_SELECTED EXTRACT_:
►

DeKok and the Geese of Death
by AC Baantjer
2004
A brutal double killing seems simple once Igor Stablinsky is in custody, but DeKok is not convinced. His doubts lead him to a strange family, a gloomy country house, and a case with a nasty twist.
DeKok and the Murder in Bronze
by AC Baantjer
2004
When a member of a secretive antiquarian society is found murdered with a costly bronze knife in his back, DeKok and Vledder go inside the group. What looks scholarly on the surface hides ritual, rivalry, and plenty of motive.
DeKok and the Vendetta
by AC Baantjer
2004
What begins with a tourist threatened by an infected syringe quickly grows darker when a young woman is found murdered. DeKok is drawn into revenge, fear, and the better-dressed edges of Amsterdam's underworld.
DeKok and Variations on Murder
by AC Baantjer
2004
A woman sees the director of an office building dead in his chair, then looks again and finds the body gone. DeKok has to sort illusion from murder before the vanished victim disappears for good.
Where should I start?

◄

(Dataset entries)

►

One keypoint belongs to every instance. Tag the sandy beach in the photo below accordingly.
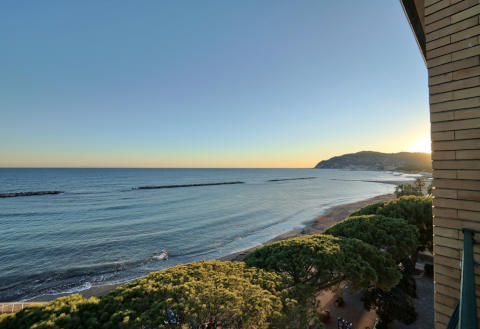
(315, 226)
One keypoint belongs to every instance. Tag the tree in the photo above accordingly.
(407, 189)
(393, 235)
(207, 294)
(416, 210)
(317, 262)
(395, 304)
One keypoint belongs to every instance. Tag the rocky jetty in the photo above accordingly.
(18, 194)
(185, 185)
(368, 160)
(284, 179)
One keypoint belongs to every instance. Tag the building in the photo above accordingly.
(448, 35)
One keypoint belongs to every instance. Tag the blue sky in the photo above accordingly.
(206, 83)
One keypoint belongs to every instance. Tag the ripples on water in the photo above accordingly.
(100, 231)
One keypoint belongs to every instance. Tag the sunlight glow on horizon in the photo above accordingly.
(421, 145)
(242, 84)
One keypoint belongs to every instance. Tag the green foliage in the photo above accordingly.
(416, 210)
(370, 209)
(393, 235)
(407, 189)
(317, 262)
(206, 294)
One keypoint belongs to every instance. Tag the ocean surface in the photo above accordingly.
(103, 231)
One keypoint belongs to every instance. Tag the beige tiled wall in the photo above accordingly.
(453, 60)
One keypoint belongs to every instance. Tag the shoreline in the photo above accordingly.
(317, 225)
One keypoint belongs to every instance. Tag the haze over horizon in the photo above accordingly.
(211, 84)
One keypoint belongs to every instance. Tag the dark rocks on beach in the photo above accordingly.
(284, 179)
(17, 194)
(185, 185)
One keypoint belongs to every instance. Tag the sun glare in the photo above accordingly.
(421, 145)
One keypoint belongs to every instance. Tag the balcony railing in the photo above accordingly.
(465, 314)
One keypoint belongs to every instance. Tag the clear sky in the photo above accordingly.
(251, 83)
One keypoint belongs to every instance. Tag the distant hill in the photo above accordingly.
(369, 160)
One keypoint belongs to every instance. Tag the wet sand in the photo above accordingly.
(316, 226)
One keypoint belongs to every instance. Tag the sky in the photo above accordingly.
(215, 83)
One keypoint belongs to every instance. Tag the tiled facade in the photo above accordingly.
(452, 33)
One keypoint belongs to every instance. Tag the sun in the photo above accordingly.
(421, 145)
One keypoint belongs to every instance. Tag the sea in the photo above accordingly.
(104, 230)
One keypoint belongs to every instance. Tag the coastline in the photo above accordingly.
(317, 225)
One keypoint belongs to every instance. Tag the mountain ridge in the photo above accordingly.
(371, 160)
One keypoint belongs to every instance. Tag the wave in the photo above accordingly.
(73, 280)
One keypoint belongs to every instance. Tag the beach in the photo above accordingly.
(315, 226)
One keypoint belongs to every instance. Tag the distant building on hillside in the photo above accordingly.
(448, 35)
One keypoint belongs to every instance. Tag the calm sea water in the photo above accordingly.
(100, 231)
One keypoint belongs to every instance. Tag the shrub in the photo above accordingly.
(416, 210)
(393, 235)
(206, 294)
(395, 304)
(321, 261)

◄

_EXPLORE THE MATERIAL_:
a: Echo the stretch of the DeKok book listings from "DeKok and the Murder" through "plenty of motive.", word for word.
b: In the DeKok book listings, what leads DeKok to a strange family and a gloomy country house in "DeKok and the Geese of Death"?

_ANSWERS FOR THE TASKS_:
a:
DeKok and the Murder in Bronze
by AC Baantjer
2004
When a member of a secretive antiquarian society is found murdered with a costly bronze knife in his back, DeKok and Vledder go inside the group. What looks scholarly on the surface hides ritual, rivalry, and plenty of motive.

b: His doubts lead him there. The brutal double killing seems simple once Igor Stablinsky is in custody, but DeKok is not convinced.